What you have to do: Word for word, return the lines below from the first through the line that has "person's arm, formatted", dropping the pictures.

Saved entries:
········

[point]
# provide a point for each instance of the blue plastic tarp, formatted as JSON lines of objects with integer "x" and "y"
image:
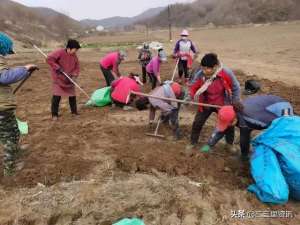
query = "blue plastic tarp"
{"x": 282, "y": 138}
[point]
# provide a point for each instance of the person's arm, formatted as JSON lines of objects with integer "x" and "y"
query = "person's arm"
{"x": 193, "y": 48}
{"x": 236, "y": 88}
{"x": 176, "y": 49}
{"x": 77, "y": 68}
{"x": 115, "y": 71}
{"x": 13, "y": 75}
{"x": 156, "y": 70}
{"x": 115, "y": 83}
{"x": 215, "y": 137}
{"x": 194, "y": 88}
{"x": 140, "y": 56}
{"x": 245, "y": 137}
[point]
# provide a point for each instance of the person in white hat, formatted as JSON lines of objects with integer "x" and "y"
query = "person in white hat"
{"x": 153, "y": 68}
{"x": 183, "y": 51}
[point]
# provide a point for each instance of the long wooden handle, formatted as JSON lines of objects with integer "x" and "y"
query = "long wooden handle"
{"x": 175, "y": 100}
{"x": 22, "y": 82}
{"x": 66, "y": 75}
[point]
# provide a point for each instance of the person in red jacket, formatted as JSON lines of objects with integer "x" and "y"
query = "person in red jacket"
{"x": 216, "y": 85}
{"x": 122, "y": 87}
{"x": 64, "y": 60}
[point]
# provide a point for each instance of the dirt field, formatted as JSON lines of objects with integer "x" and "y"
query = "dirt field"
{"x": 100, "y": 167}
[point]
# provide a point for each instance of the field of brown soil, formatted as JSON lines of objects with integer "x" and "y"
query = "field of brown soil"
{"x": 100, "y": 167}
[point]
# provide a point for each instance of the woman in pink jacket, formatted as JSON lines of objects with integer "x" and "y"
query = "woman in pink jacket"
{"x": 121, "y": 89}
{"x": 153, "y": 68}
{"x": 109, "y": 65}
{"x": 64, "y": 60}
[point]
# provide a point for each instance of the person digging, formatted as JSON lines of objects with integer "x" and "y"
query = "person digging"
{"x": 169, "y": 110}
{"x": 183, "y": 51}
{"x": 144, "y": 58}
{"x": 254, "y": 113}
{"x": 9, "y": 132}
{"x": 64, "y": 61}
{"x": 121, "y": 88}
{"x": 153, "y": 68}
{"x": 213, "y": 85}
{"x": 109, "y": 65}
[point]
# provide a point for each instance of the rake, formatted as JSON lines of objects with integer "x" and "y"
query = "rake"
{"x": 155, "y": 134}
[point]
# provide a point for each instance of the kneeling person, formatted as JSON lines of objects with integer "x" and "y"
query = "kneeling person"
{"x": 122, "y": 87}
{"x": 254, "y": 113}
{"x": 169, "y": 110}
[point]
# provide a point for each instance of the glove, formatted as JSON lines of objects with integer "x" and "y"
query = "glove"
{"x": 187, "y": 99}
{"x": 205, "y": 148}
{"x": 177, "y": 134}
{"x": 31, "y": 67}
{"x": 59, "y": 71}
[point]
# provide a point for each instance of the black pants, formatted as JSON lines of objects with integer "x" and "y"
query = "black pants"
{"x": 109, "y": 78}
{"x": 153, "y": 80}
{"x": 183, "y": 68}
{"x": 144, "y": 72}
{"x": 55, "y": 105}
{"x": 199, "y": 121}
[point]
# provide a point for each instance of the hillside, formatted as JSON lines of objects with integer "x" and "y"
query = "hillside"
{"x": 40, "y": 25}
{"x": 118, "y": 21}
{"x": 225, "y": 12}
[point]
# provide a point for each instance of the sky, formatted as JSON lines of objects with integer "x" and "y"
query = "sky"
{"x": 99, "y": 9}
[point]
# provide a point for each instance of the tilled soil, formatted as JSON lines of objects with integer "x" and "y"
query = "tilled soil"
{"x": 127, "y": 173}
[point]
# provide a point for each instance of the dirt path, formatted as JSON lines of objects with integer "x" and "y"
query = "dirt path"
{"x": 126, "y": 173}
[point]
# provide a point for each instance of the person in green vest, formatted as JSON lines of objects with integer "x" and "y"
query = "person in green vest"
{"x": 9, "y": 133}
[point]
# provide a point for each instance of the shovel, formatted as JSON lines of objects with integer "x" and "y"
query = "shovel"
{"x": 155, "y": 134}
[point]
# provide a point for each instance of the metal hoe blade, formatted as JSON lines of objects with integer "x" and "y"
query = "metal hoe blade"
{"x": 155, "y": 134}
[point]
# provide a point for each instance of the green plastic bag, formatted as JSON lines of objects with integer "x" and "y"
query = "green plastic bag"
{"x": 127, "y": 221}
{"x": 100, "y": 97}
{"x": 23, "y": 127}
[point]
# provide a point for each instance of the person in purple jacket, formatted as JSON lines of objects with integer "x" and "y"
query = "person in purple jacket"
{"x": 9, "y": 132}
{"x": 183, "y": 49}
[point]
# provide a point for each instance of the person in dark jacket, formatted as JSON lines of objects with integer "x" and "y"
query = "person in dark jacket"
{"x": 254, "y": 113}
{"x": 215, "y": 85}
{"x": 144, "y": 58}
{"x": 61, "y": 61}
{"x": 9, "y": 132}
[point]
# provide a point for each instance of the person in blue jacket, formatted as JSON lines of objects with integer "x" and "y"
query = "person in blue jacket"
{"x": 9, "y": 133}
{"x": 254, "y": 113}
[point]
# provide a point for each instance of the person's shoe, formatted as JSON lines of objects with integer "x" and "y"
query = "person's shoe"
{"x": 244, "y": 158}
{"x": 127, "y": 108}
{"x": 9, "y": 171}
{"x": 205, "y": 148}
{"x": 23, "y": 151}
{"x": 231, "y": 148}
{"x": 189, "y": 149}
{"x": 177, "y": 135}
{"x": 54, "y": 118}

········

Solved problem:
[point]
# provide a point for each instance of the blue plastic tarp, formatted as JSON lines of objects with integer "x" and "y"
image:
query = "blue plastic tarp"
{"x": 282, "y": 138}
[point]
# provide a point for each instance of the person's arm, formatted as JSON lines of objects with integer "x" and "y"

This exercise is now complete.